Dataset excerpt
---------------

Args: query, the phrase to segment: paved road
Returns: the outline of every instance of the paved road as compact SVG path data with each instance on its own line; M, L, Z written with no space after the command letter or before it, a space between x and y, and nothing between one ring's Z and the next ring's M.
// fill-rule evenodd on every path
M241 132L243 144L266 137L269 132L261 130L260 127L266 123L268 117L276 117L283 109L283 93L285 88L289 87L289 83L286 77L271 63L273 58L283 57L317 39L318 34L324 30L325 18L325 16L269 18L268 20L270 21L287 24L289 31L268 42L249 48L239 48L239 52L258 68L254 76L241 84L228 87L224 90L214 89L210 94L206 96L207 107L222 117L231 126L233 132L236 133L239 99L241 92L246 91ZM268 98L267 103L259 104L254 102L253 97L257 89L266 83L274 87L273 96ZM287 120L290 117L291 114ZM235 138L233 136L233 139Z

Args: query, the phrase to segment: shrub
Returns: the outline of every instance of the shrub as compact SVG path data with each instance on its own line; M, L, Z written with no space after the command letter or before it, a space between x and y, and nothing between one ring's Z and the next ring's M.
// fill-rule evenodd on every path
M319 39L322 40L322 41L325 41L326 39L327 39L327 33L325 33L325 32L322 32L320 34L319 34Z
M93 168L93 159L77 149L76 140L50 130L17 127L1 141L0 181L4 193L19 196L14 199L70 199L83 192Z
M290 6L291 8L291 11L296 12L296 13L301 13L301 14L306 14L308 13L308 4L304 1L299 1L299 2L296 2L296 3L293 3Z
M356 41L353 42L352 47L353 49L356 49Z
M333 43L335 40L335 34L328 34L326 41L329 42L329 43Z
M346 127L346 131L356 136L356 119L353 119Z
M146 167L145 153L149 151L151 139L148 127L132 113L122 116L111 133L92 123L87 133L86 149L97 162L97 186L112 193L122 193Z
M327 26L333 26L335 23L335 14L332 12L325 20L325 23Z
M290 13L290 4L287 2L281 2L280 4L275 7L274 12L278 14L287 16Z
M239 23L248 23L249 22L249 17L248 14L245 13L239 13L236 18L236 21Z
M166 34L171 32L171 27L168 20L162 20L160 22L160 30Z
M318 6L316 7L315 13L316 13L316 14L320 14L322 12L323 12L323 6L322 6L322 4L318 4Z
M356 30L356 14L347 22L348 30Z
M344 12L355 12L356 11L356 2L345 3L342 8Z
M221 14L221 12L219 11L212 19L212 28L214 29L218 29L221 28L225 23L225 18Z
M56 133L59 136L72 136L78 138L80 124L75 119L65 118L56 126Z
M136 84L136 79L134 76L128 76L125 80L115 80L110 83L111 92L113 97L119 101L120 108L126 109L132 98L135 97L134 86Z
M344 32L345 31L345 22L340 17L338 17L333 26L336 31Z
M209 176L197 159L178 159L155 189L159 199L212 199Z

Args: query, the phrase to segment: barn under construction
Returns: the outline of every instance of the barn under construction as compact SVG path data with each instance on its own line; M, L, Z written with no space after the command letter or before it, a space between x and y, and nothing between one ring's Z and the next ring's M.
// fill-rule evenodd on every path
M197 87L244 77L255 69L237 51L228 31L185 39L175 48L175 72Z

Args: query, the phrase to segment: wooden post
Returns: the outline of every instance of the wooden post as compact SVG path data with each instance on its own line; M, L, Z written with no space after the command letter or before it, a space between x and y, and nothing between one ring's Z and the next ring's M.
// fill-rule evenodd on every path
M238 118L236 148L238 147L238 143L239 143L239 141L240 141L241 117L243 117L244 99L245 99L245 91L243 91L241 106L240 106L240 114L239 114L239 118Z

---------------

### [DIRECTIONS]
Extract the whole listing, character for character.

### [FINISHED ANSWER]
Args: query, the phrase to segment: paved road
Returns: the outline of every instance of the paved road as compact SVG path data with each instance on its own line; M, L, Z written with no space after the command letter or before it, a space between x and y, and nothing between one ring's Z and the next ring's M.
// fill-rule evenodd on every path
M241 132L243 144L266 137L269 132L261 130L260 127L266 123L268 117L276 117L283 109L283 93L285 88L289 87L289 83L286 77L271 63L273 58L283 57L317 39L318 34L324 30L325 18L325 16L269 18L268 20L270 21L287 24L289 31L268 42L249 48L239 48L239 52L258 68L254 76L241 84L228 87L224 90L214 89L210 94L206 96L207 107L222 117L231 126L233 132L236 133L239 99L241 92L246 91ZM268 98L267 103L259 104L254 102L253 97L257 89L266 83L274 87L273 96ZM287 120L290 117L291 114ZM235 138L233 136L233 139Z

Args: query, the phrase to segment: shrub
Returns: the outline of every instance of the shrub as compact SVG path data with each instance on its own line; M, L, Z written with no space after the command letter or before it, a space between x and y, and nothing between one ring's Z and the next ring's M.
// fill-rule evenodd on every path
M319 39L322 40L322 41L325 41L326 39L327 39L327 33L325 33L325 32L322 32L320 34L319 34Z
M93 168L93 159L77 149L76 140L50 130L17 127L1 141L0 181L4 193L19 196L14 199L70 199L83 192Z
M290 6L291 8L291 11L296 12L296 13L301 13L301 14L306 14L308 13L308 4L304 1L299 1L299 2L296 2L296 3L293 3Z
M356 41L353 42L352 47L353 49L356 49Z
M333 43L335 40L335 34L328 34L326 41L329 42L329 43Z
M346 127L346 131L356 136L356 119L353 119Z
M146 167L145 153L149 151L151 139L148 127L132 113L122 116L111 133L92 123L87 133L86 149L97 162L97 186L112 193L122 193Z
M327 26L333 26L335 23L335 14L332 12L325 20L325 23Z
M290 13L290 4L287 2L281 2L280 4L275 7L274 12L278 14L287 16Z
M239 23L248 23L249 22L249 17L248 14L245 13L239 13L236 18L236 21Z
M166 34L171 32L171 27L168 20L162 20L160 22L160 30Z
M318 6L316 7L315 13L316 13L316 14L320 14L322 12L323 12L323 6L322 6L322 4L318 4Z
M356 30L356 14L347 22L348 30Z
M344 12L355 12L356 11L356 2L345 3L342 8Z
M221 14L221 12L219 11L212 19L212 28L214 29L218 29L221 28L225 23L225 18Z
M56 133L59 136L72 136L78 138L80 124L75 119L65 118L56 126Z
M136 84L136 79L134 76L128 76L125 80L115 80L110 83L111 92L113 97L119 101L120 108L126 109L132 98L135 97L134 86Z
M344 32L345 31L345 22L340 17L338 17L333 26L336 31Z
M209 176L197 159L178 159L155 189L159 199L212 199Z

Args: query, the phrase to segment: barn under construction
Returns: the outline of every instance of the barn under construction as compact SVG path data with each instance on its own line; M, L, Z written with no space after the command letter or before it, a space between x and y, and nothing between one ring's Z and the next ring's M.
// fill-rule evenodd on every path
M197 87L244 77L255 69L237 51L228 31L185 39L175 48L175 72Z

Args: query, the phrase to segment: wooden post
Returns: the outline of every instance of the wooden post as compact SVG path data with each instance on its own line; M, L, Z written with no space after the command letter or before it, a space between x and y, and nothing between one ring's Z and the next ring's M.
// fill-rule evenodd on every path
M238 118L236 148L238 147L238 143L239 143L239 141L240 141L241 117L243 117L244 99L245 99L245 91L243 91L241 106L240 106L240 114L239 114L239 118Z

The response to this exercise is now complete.